Leaving the pictures out, transcribe the records below exactly.
━━ Excerpted records ━━
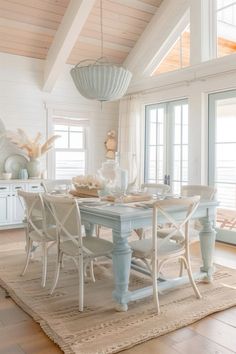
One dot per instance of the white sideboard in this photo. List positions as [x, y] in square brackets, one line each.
[11, 208]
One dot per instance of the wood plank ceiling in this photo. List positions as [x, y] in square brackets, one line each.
[28, 27]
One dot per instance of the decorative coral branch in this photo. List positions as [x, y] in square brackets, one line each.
[32, 147]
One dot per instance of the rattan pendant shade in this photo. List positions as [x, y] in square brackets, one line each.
[99, 79]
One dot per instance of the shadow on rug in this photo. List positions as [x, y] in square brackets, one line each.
[100, 329]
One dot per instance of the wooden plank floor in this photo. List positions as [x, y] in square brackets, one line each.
[215, 334]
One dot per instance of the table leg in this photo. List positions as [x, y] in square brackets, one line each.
[207, 241]
[89, 229]
[121, 258]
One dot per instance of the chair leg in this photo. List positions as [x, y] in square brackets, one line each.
[98, 229]
[155, 289]
[45, 261]
[80, 267]
[57, 271]
[182, 264]
[29, 244]
[191, 279]
[91, 271]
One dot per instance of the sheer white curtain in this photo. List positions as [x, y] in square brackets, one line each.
[129, 144]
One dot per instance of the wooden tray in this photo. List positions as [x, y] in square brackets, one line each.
[84, 192]
[128, 198]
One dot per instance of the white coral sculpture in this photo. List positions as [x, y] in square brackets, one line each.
[33, 147]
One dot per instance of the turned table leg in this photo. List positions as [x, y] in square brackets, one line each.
[207, 241]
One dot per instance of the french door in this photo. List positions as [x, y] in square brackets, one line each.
[166, 143]
[222, 160]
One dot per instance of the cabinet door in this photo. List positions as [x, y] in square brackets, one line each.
[5, 209]
[18, 211]
[35, 187]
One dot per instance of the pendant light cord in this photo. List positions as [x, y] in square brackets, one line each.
[101, 24]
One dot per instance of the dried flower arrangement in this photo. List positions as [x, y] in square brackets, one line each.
[32, 147]
[89, 181]
[86, 186]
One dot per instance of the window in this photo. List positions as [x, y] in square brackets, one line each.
[70, 148]
[166, 143]
[222, 160]
[226, 27]
[178, 56]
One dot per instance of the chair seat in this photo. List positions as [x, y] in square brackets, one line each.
[143, 248]
[178, 237]
[98, 247]
[49, 235]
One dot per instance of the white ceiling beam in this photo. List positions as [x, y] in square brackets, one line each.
[106, 44]
[4, 22]
[138, 5]
[168, 44]
[203, 31]
[65, 39]
[144, 55]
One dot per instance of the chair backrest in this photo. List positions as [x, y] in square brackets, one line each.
[56, 184]
[182, 206]
[36, 217]
[156, 188]
[205, 192]
[67, 215]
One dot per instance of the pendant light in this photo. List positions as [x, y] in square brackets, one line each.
[100, 79]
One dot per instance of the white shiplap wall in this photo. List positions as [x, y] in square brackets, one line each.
[23, 103]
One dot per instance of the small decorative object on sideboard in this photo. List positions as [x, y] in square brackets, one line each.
[111, 144]
[23, 174]
[86, 186]
[6, 175]
[33, 148]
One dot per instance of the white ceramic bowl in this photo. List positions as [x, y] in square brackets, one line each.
[6, 175]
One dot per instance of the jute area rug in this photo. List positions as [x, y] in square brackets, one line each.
[100, 329]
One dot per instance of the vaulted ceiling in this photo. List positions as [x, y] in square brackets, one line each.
[28, 27]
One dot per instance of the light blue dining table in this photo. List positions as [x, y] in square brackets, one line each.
[122, 219]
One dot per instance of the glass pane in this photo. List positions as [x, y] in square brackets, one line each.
[76, 128]
[176, 187]
[60, 127]
[152, 134]
[177, 163]
[160, 162]
[226, 194]
[153, 115]
[62, 142]
[185, 124]
[225, 163]
[69, 164]
[152, 162]
[226, 122]
[178, 55]
[226, 29]
[184, 163]
[76, 140]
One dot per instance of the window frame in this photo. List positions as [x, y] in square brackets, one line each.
[65, 114]
[168, 143]
[70, 122]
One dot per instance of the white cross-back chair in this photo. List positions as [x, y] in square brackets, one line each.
[40, 228]
[205, 193]
[83, 250]
[155, 252]
[54, 184]
[156, 188]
━━━
Output:
One dot per instance of the white sideboard in this photo. List positions as [x, y] in square brackets, one line each.
[11, 208]
One dot per instance of the wood plank ceiling in this photo. List positions as [x, y] in square brackets, one line each.
[28, 27]
One dot per instance of the decorative coral branch in this photo. List positions as [x, y] in square brackets, one line each.
[32, 147]
One dot per instance of the rattan pendant shade in this photo. List positions as [x, y] in square brackets, one line each.
[99, 79]
One dot per instance of the shadow on rug in this photo. List positions as [x, y] in square brackets, one line each.
[100, 329]
One dot per instance of the wooden plank floor in this photo. List positions as [x, y] in square brackets, one line each.
[215, 334]
One dot per instance of the table leg in this photo. List positions as [x, y] in square brackets, one line each.
[207, 241]
[89, 229]
[121, 258]
One dot per instance of the chair leg in this photo. List positions as [x, y] in square brackets, one line each.
[98, 229]
[155, 289]
[45, 261]
[80, 267]
[57, 271]
[182, 264]
[29, 244]
[191, 279]
[91, 271]
One dot per instance of the sheer white curtain in this photo. List positions as [x, y] in square brackets, one line each.
[129, 144]
One dot per instance of the wooden tray in this photo. List positions as [x, y] in square brackets, one line each.
[84, 192]
[128, 198]
One dot per instance of the white coral sculpture in this photo. List positions as [x, y] in square brackets, one line each.
[33, 147]
One dot per instance of the turned table leg in this photo. List positions as [x, y] in square brackets, one line each.
[207, 241]
One dot per instance of the french door in this photo. List positions as [x, y] in square brackets, one line each.
[166, 143]
[222, 160]
One dot per instance of the cabinet door in this photo. List positions as [x, y] in square brackets, one line each.
[5, 209]
[18, 211]
[35, 187]
One dot per instance of the pendant light cord in this photo. List positions as [x, y] in square brackets, one line each.
[101, 24]
One dot per instance of the dried flower arrangement in this photo. List positions as [x, y] in square brackets, one line each.
[32, 147]
[89, 181]
[86, 186]
One dot per instance of the window in this photo. List positions as [x, y] in square brackets, one line each.
[70, 148]
[166, 143]
[222, 160]
[226, 27]
[178, 56]
One dot per instance of the chair seat in this photo. List positions as [x, y] in square brackets, one line each.
[143, 248]
[178, 237]
[98, 247]
[49, 235]
One dot per instance of the white ceiling beam in this photo. List positions as [x, y] in square brackets, one line each.
[106, 44]
[4, 22]
[138, 5]
[168, 44]
[203, 31]
[65, 39]
[144, 55]
One dot per instance of the chair backrest in this photo. List positions as [x, y] in square brackets, one line each.
[56, 184]
[182, 206]
[36, 217]
[156, 188]
[205, 192]
[67, 215]
One dot per instance of the pendant light in this photo. List positions as [x, y] in square brackets, one line each.
[100, 79]
One dot per instance of the white shiplap wall in this photo. List positions as [x, y] in square brackets, one line each.
[23, 103]
One dot per instance of the small decorative object on sideboard in this photo. List positions as [x, y] in square brackets, one line each.
[111, 144]
[23, 174]
[86, 186]
[6, 175]
[33, 148]
One dot per instance of the white ceramic bowl in this photo. List positions as [x, y] in square brackets, one line each.
[6, 175]
One dot per instance of the jute area rug in this photo. List positions as [x, y] in square brackets, one line each.
[100, 329]
One dot per instance of the vaulted ceiling in this photo. List positions as [x, y] in square brackets, one line each.
[28, 27]
One dot per instance of the light blue dining table in this photo. List positions as [x, y] in square brackets, one line each.
[122, 219]
One dot per instance of the glass pane in this photo. List positions as [x, y] in square brackets, one line each.
[76, 128]
[176, 187]
[60, 127]
[152, 134]
[177, 163]
[160, 162]
[226, 194]
[153, 115]
[62, 142]
[185, 124]
[225, 163]
[69, 164]
[152, 162]
[226, 122]
[178, 55]
[226, 29]
[184, 163]
[76, 140]
One dot per instance of the window frame in this photo. List positions as [x, y] in square brackets, one line each.
[65, 114]
[168, 143]
[70, 122]
One dot per instance of the white cross-back chair in this photo. List positions as [x, y] in square brackets, one line each.
[40, 228]
[205, 193]
[83, 250]
[155, 252]
[54, 184]
[156, 188]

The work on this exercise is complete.